------ Task input
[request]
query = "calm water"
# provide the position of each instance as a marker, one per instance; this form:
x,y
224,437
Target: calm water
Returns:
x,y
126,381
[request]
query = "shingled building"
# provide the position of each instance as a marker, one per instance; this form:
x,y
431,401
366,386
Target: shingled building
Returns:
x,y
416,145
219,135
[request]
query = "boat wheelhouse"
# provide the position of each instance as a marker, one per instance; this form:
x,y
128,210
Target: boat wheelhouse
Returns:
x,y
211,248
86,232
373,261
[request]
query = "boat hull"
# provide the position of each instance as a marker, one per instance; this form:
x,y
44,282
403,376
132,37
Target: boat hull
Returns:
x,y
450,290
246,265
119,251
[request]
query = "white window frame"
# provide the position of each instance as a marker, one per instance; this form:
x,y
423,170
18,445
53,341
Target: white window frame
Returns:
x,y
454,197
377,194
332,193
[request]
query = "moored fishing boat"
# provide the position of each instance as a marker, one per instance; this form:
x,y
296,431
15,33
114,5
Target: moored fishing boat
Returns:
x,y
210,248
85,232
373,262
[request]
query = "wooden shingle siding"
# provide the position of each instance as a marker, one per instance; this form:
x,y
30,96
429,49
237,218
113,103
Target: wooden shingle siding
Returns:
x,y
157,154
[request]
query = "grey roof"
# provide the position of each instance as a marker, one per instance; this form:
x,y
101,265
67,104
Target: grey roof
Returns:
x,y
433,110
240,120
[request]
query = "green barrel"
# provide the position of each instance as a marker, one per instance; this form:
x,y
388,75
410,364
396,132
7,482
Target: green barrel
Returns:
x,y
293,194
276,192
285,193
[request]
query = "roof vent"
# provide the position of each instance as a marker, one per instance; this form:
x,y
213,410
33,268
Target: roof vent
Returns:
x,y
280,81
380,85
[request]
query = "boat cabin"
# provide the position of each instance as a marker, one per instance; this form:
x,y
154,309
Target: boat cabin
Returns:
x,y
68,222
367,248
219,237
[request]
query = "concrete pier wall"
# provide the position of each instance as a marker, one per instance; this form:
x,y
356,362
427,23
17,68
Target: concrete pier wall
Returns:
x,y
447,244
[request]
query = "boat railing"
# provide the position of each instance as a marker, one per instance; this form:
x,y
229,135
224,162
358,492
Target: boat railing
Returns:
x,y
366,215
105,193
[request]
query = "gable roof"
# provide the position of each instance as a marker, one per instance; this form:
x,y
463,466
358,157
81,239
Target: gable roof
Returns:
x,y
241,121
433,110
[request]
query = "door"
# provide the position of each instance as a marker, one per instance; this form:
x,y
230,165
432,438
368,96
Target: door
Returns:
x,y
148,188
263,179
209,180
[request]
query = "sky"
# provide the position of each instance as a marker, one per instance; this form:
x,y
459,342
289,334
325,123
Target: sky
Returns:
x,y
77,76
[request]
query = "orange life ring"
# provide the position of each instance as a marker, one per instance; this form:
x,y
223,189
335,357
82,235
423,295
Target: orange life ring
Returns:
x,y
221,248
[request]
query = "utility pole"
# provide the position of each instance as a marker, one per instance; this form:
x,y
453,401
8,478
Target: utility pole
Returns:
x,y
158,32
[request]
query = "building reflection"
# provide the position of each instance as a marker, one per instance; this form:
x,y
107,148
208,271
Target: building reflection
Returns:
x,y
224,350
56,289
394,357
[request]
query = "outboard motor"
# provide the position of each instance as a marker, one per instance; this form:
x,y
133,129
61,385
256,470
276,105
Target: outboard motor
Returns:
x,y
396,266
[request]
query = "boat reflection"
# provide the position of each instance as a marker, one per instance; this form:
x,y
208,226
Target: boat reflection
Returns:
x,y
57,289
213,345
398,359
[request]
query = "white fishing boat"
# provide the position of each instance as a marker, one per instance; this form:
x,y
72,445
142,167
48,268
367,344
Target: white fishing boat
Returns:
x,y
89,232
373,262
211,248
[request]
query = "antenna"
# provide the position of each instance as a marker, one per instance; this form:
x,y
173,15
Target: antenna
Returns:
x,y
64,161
------------
:: Task ::
Exact copies of all the entries above are required.

:: Expected answer ::
[request]
query = "calm water"
# provide the position of each instance as a marker, one per instance; this form:
x,y
224,437
Target: calm water
Returns:
x,y
126,381
[request]
query = "shingled building"
# provide the position of each instance as a marker, one per instance; this form:
x,y
431,401
366,386
Target: shingled building
Returns:
x,y
416,145
219,135
[request]
query = "boat wheelhouse"
# provide the position of each instance as a marker, one per instance; this form:
x,y
128,210
Target: boat wheelhouse
Returns:
x,y
211,248
86,232
373,261
[request]
query = "boat hull"
# provide the position of each instance as a marker, one per instance; this form:
x,y
44,282
403,376
132,37
Target: boat hull
Returns:
x,y
450,290
246,265
119,251
[request]
query = "white window frame"
# provide the position of each instance as a marker, one per instance; this form:
x,y
423,170
18,445
53,341
Target: white window frame
Returns:
x,y
454,197
377,194
332,193
[request]
query = "moored fishing boat"
# provide the position of each instance as a marker, one per instance; this form:
x,y
296,431
15,33
114,5
Target: moored fishing boat
Returns:
x,y
210,248
85,232
373,262
[request]
query = "wooden shingle siding"
# provide the position of each instance as a marker, one per instance; this form:
x,y
30,96
429,49
237,218
113,103
Target: wooden shingle siding
Returns:
x,y
157,154
[request]
query = "grey roof"
# provide the position of each instance as a marker, one per instance; this form:
x,y
101,265
67,104
Target: grey roof
Returns:
x,y
433,110
240,120
[request]
query = "green barrel"
# provide the position of each instance as a marker, one per instance; this form:
x,y
388,75
410,364
396,132
7,482
Target: green barrel
Returns:
x,y
293,194
276,192
285,193
[request]
query = "roof vent"
# provide the position of each instance as a marker, one per instance; this form:
x,y
213,410
33,268
Target: roof vent
Returns:
x,y
280,81
380,85
[request]
query = "boat cabin"
# provide the position of each instance as a marker, one per instance; this form:
x,y
154,309
Target: boat cabin
Returns:
x,y
68,222
367,248
219,237
[request]
query = "concrete pier wall"
# provide the position of each instance as a marker, one per instance; this form:
x,y
356,362
427,23
17,68
Target: concrete pier wall
Returns:
x,y
447,244
[request]
query = "boat railing"
# provide the position of each instance as a marker, one per instance; this form:
x,y
229,135
224,162
358,492
Target: boat railing
Returns:
x,y
366,215
105,193
[request]
query = "gable roof"
# provide the position of each instance as a marker, one per instance; this form:
x,y
463,466
358,157
81,239
Target: gable roof
Returns:
x,y
241,121
433,110
[request]
query = "door"
# provide the position of each instance as a marker, one per instance; this form:
x,y
230,165
432,438
368,96
Target: door
Returns:
x,y
148,188
263,179
209,180
[request]
query = "sky"
# provide the position of each instance as a marker, one per instance; this form:
x,y
459,342
289,334
325,123
Target: sky
Returns:
x,y
77,76
[request]
query = "orange life ring"
# provide the position of each instance as a marker, one per instance; this form:
x,y
223,189
335,357
82,235
423,295
Target: orange life ring
Returns:
x,y
221,248
[request]
query = "utility pole"
# provide the position of each instance as a marker, one per instance; this form:
x,y
453,401
8,478
Target: utility pole
Returns:
x,y
158,32
[request]
query = "building reflection"
# provide the position of each instance as a marker, one per instance; this form:
x,y
107,148
208,271
Target: building reflection
Returns:
x,y
224,350
56,289
394,357
[request]
query = "outboard motor"
# provide the position of each instance as a marker, one per instance; this form:
x,y
133,129
61,385
256,470
276,105
Target: outboard motor
Returns:
x,y
396,266
[request]
query = "boat reflection"
# provide the position of each instance as a marker, one per instance; this form:
x,y
208,226
Target: boat reflection
Returns:
x,y
57,289
213,345
398,359
[request]
query = "white fishing boat"
# provide the position of each instance as a marker, one per instance; this form:
x,y
72,445
142,167
48,268
367,344
Target: white fishing boat
Returns:
x,y
89,232
373,262
211,248
[request]
query = "antenna"
# provide the position of each instance as a marker, one per instance; this form:
x,y
173,15
Target: antenna
Returns:
x,y
64,161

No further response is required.